# [WORK TO BE COMPLETED]
Return exactly the lines that run from the one with "Thanks for the photo. Could you please mark the stone facade" to the last line of the entries below, both included, and nothing else.

►

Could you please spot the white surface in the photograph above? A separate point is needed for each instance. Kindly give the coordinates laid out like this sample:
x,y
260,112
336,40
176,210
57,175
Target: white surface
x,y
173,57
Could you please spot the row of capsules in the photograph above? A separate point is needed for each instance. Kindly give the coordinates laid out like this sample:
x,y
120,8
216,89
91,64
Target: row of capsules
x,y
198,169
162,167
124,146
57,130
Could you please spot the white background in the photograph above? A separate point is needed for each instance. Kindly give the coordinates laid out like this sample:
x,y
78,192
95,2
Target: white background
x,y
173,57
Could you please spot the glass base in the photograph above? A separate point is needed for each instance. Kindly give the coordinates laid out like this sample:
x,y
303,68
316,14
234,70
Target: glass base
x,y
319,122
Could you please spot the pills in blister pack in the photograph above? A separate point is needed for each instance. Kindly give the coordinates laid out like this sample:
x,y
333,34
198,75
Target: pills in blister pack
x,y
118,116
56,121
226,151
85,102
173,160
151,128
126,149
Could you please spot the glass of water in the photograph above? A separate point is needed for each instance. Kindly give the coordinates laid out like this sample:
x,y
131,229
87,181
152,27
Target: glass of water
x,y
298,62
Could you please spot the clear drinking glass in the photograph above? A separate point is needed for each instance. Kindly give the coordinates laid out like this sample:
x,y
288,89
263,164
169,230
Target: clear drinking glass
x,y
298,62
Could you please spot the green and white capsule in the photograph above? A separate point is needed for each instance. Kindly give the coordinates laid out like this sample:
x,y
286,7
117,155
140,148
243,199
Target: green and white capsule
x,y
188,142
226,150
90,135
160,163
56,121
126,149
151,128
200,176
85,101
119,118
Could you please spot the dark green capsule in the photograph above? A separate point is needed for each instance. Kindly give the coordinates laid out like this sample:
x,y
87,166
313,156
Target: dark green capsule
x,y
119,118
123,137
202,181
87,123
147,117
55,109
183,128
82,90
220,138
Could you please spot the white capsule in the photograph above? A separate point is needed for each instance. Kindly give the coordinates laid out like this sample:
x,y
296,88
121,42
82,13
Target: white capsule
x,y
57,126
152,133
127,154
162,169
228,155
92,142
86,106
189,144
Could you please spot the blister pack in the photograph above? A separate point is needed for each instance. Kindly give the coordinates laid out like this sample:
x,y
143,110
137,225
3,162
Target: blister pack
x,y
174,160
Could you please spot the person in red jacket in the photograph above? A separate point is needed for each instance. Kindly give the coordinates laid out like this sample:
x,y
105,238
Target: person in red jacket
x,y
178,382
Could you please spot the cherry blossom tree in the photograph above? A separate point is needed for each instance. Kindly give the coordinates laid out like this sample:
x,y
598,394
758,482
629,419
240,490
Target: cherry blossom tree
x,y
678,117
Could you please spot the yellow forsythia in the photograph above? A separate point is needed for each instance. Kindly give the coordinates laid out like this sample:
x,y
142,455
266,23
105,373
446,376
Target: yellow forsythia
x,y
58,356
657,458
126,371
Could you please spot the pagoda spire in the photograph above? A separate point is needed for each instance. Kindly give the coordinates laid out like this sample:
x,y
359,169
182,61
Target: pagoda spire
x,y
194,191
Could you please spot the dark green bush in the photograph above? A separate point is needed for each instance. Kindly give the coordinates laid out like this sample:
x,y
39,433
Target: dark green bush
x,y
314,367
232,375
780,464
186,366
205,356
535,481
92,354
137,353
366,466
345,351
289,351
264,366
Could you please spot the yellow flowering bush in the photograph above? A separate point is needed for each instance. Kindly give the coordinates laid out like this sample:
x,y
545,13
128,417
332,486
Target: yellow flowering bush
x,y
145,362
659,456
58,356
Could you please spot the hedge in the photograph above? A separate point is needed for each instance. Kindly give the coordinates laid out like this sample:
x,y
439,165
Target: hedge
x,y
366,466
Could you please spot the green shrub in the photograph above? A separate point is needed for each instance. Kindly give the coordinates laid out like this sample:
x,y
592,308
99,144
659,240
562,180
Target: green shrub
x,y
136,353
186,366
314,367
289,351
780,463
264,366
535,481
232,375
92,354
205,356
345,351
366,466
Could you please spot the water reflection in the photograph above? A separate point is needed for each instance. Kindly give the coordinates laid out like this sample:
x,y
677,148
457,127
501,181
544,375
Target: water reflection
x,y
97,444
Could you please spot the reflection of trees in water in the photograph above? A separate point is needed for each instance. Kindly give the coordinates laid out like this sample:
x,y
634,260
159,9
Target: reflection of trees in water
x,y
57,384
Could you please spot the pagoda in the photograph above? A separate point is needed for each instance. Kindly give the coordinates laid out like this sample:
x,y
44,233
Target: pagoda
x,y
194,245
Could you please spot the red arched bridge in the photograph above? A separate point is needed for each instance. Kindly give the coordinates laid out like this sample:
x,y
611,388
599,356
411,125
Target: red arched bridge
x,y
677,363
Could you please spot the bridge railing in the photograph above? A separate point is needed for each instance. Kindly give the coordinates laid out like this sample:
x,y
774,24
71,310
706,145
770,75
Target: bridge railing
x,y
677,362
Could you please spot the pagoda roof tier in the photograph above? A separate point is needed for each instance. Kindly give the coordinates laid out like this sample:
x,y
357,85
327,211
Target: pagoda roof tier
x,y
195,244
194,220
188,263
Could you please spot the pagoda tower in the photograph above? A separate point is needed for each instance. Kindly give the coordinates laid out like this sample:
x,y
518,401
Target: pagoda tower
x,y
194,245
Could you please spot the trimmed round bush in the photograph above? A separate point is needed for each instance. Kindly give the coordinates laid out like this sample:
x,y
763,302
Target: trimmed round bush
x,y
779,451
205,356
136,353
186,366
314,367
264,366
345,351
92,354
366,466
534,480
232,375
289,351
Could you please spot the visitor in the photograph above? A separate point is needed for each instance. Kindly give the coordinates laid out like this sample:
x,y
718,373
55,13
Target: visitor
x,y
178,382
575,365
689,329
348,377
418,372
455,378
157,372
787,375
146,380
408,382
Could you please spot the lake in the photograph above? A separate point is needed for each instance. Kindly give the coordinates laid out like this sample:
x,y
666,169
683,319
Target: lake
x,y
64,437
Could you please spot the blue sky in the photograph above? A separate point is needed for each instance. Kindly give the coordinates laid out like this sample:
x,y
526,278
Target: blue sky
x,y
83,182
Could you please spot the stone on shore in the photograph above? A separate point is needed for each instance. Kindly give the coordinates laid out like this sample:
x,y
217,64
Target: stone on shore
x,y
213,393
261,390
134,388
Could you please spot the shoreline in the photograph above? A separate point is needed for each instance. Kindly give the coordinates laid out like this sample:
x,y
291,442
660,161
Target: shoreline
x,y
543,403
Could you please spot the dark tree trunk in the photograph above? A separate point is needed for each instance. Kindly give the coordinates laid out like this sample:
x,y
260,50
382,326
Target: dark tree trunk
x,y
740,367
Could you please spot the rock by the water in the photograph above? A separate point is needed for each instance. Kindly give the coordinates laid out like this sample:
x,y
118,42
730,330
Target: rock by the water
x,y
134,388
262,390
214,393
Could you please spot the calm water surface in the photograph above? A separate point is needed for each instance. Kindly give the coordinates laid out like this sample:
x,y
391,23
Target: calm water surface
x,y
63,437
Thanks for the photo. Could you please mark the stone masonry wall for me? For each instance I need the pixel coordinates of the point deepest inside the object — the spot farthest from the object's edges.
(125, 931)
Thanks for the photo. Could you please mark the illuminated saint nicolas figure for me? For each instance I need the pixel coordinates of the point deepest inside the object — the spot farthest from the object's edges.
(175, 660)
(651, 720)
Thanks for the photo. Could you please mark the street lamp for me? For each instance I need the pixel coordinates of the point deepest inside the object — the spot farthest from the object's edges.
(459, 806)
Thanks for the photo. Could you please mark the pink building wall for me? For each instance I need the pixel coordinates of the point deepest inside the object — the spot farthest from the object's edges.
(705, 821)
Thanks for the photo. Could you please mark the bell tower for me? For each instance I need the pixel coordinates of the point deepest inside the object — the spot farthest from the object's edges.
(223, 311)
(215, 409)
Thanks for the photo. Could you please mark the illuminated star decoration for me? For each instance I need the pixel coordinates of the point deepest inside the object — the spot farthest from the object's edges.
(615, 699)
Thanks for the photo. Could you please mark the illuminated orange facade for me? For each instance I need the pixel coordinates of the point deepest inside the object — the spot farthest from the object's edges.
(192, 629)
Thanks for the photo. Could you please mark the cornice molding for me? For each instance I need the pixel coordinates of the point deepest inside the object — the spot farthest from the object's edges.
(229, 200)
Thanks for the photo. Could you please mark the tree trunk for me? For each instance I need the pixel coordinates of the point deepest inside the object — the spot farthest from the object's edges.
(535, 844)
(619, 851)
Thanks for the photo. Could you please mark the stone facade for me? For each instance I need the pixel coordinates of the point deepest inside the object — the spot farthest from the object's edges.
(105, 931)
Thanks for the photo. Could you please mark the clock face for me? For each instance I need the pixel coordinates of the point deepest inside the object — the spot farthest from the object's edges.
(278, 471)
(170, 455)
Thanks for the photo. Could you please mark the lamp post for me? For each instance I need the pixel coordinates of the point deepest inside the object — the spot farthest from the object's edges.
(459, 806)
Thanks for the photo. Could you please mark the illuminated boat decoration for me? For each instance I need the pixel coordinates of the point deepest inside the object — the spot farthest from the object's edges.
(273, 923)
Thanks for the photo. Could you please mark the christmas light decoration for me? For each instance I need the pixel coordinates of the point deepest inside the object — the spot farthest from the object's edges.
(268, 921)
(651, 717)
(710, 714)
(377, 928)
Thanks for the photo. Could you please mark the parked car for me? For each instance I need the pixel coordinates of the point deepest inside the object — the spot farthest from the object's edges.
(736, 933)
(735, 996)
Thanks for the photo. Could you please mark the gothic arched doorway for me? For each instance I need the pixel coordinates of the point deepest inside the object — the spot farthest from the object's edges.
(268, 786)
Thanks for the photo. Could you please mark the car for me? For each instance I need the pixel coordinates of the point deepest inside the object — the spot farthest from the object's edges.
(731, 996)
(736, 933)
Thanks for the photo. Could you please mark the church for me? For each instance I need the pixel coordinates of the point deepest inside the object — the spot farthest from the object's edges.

◄

# [EXPECTED OUTPUT]
Thanks for the photo. Could you please mark the stone facade for me? For each instance I need the pixel coordinates of the point deepest inside the object — the spot farthest from the object's edges.
(105, 931)
Thanks for the photo. Could you please mark the clock face for me? For each instance I need the pixel coordinates of the point deepest inside the object — the spot farthest from the object's edges.
(278, 471)
(170, 455)
Thanks for the photo. Could you please mark the lamp post for me? For each instance I need the pixel coordinates of the point deepest inside the object — the spot farthest from the object's edges.
(459, 806)
Thanks for the photo. Could you please mark the illuminated boat decoration for me? For each instance I need the pixel coordinates of the point deepest inside the object — the spot farthest from the object's edges.
(273, 923)
Thanks for the photo. Could you please mark the christmas light decoration for me? For each instance I need the pixel coordinates of the point deepest inside the object — the spot farthest from the object's edges.
(268, 921)
(651, 717)
(710, 714)
(377, 928)
Thanks for the photo. Could you please mark the parked car for me? For each instance I need the pixel coordinates of the point deepest inside the object — the spot farthest from the object's edges.
(736, 933)
(735, 996)
Thanks for the photo. Could you please mark the gothic arched doorway for me? For each instance I need the pixel coordinates of the point deepest inside the object — the spot farthest from the object's edges.
(268, 786)
Thanks for the photo. Could you please mark the car for me? For each instance I need the pixel coordinates of the point deepest inside the object — the spot farthest from the object's edges.
(731, 996)
(736, 933)
Thanks for the photo. Could you please mark the church for me? For each instance I need the pixel coordinates of the point deepest inside the object — the spot farthest from the object's edges.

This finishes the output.